* [Problem]: Quote the line containing "form [102, 506]." and all lines that follow it in the listing below, exactly as written.

= = = =

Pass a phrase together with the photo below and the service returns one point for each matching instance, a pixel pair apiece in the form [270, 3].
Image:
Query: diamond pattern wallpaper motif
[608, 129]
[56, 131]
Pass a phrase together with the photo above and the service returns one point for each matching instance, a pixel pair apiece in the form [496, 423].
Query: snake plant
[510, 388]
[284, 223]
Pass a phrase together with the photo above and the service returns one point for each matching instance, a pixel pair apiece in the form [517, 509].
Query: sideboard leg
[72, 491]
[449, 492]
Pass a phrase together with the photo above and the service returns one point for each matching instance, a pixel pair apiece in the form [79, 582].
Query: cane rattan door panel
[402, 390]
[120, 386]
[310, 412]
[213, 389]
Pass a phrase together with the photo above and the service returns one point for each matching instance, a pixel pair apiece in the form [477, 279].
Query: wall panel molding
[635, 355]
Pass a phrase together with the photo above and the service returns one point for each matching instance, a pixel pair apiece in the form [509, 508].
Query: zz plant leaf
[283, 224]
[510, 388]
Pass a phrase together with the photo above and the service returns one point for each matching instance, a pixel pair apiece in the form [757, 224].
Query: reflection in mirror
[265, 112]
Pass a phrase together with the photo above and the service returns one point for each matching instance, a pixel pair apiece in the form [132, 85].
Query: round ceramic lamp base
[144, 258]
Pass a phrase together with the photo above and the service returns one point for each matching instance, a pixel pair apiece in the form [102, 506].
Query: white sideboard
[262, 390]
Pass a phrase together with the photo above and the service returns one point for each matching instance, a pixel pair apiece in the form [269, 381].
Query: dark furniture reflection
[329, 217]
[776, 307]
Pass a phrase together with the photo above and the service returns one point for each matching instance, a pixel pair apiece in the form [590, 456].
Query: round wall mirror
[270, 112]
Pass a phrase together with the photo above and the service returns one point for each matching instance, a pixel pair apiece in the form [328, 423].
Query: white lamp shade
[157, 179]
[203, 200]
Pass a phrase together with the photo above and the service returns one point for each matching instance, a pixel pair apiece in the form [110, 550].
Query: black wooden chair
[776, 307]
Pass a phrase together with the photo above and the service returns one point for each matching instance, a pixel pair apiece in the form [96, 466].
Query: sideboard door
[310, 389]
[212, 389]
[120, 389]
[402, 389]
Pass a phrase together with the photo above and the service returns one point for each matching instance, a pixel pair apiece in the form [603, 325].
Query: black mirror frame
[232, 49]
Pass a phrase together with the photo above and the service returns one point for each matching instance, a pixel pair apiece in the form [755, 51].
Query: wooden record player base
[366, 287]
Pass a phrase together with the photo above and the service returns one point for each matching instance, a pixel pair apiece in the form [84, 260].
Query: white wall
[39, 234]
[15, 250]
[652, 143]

= = = =

* [Reply]:
Pass a phrase together with the photo above and the service returns one point for each matching instance, a pixel pair apiece in the form [102, 506].
Query: white sideboard
[262, 390]
Pass a phrase together with the photo above and the service returns one point for each matching instance, a pixel pair apiece in the form [269, 381].
Query: dark furniture reflection
[329, 217]
[776, 307]
Pass a phrase together with the photo above and the service returns one point for each matching instance, a pixel pair apiece in the form [590, 456].
Query: round wall mirror
[270, 112]
Pass a phrase together with the photo above and the service returns one point for each matching instance, a pixel pair apiece in the form [328, 423].
Query: white lamp shade
[157, 179]
[203, 200]
Pass a phrase together with the photo above and the service returns one point for each matching instance, a pixel pair apiece in the form [110, 550].
Query: black wooden chair
[776, 307]
Pass a phrase together with the photo above and the service returns one point for each matching instance, a pixel pair apiece in the form [96, 466].
Query: sideboard door
[310, 389]
[212, 389]
[120, 389]
[402, 389]
Pass a phrase together with the photo above and the service returns one point for each matching instance, a pixel pair apiece in the form [603, 325].
Query: black mirror frame
[232, 49]
Pass a phrase together with the photo above and the service returns one point for each matching instance, a pixel pair apiece in the form [755, 51].
Query: wooden record player base
[366, 287]
Pass a phrase together with the photo above and the service returns one point for each matching instance, a pixel pair apiece in the form [84, 260].
Query: white wall
[39, 234]
[15, 250]
[652, 143]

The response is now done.